**REQUIRED ACTIONS**
(a) Reproduce everything in the conifer diterpene text from "Significance" down to "this enhanced repeatability.".
(b) Carry on writing the text on convergent diterpene evolution in conifers from the point where it stops.

**EXTRACTED TEXT**
------------------------------------------------------------

2025-09-22 マックス・プランク研究所(MPG)
Web要約 の発言:
<関連情報>
- https://www.mpg.de/25436854/conifers-protect-themselves-against-bark-beetles-with-active-substances-from-two-eras
- https://www.pnas.org/doi/10.1073/pnas.2510962122
祖先的なジテルペン合成酵素における有利なエピスタシスが、針葉樹における樹脂酸前駆体の収斂進化を促進した Favorable epistasis in ancestral diterpene synthases promoted convergent evolution of a resin acid precursor in conifers
Andrew J. O’Donnell, Preston J. Pellatz, Caroline S. Nichols, +2 , and Axel Schmidt
Proceedings of the National Academy of Sciences Published:September 23, 2025
DOI:https://doi.org/10.1073/pnas.2510962122

Significance
The repeated evolution of a trait through different mutations in different species is called convergent evolution, but the causes of such repeatability are rarely understood. As an example of convergence, conifers from the related genera Picea, Abies, and Pinus each evolved pairs of enzymes that form identical products known as diterpenes. Using reconstructed ancestral enzymes that predate the convergence, we found that several alternative amino acid replacements in recent ancestors were responsible for driving identical gains in diterpene formation. However, analysis of these replacements in more ancient enzymes showed that there was a point in conifer history when diterpene evolution became especially repeatable. We found that a genetic mechanism, termed “epistasis,” led to this enhanced repeatability.

------------------------------------------------------------

**THE DATA**
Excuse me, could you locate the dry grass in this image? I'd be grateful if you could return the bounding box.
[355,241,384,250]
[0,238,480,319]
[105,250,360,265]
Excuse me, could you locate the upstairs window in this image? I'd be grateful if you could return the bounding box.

------------------------------------------------------------

**ANSWERS TO THIS EXERCISE**
(a)
Significance
The repeated evolution of a trait through different mutations in different species is called convergent evolution, but the causes of such repeatability are rarely understood. As an example of convergence, conifers from the related genera Picea, Abies, and Pinus each evolved pairs of enzymes that form identical products known as diterpenes. Using reconstructed ancestral enzymes that predate the convergence, we found that several alternative amino acid replacements in recent ancestors were responsible for driving identical gains in diterpene formation. However, analysis of these replacements in more ancient enzymes showed that there was a point in conifer history when diterpene evolution became especially repeatable. We found that a genetic mechanism, termed “epistasis,” led to this enhanced repeatability.

(b)
Abstract
A long-standing question in biology is what makes evolution more or less repeatable. Although evolution seems repeatable when observing convergent phenotypic outcomes, each episode of convergence could have been contingent on an idiosyncratic history that is not expected to repeat. Overlooking events that preceded convergent episodes therefore risks overestimating repeatability. Here, we demonstrate using resurrected ancestral proteins that the evolution of a characteristic diterpene resin acid precursor, isopimaradiene, became especially repeatable in conifers following genetic divergence that simultaneously changed the effects of phenotype-altering substitutions in diterpene synthase enzymes. We found that millions of years of epistatic change prior to three genus-level episodes of convergent isopimaradiene formation led to ancestral diterpene synthases in the family Pinaceae that served as suitable starting points for evolving identical products. However, enzymes predating the Pinaceae formed different diterpenes when the same substitutions were introduced as mutations, indicating that critical alterations in the effects of substitution occurred after the origin of this plant family. Because these alterations occurred prior to the evolution of isopimaradiene, the convergence appears dependent on a history that is less likely to repeat. Our work shows how contingency can lead to repeatable evolution of a trait in related present-day plant lineages.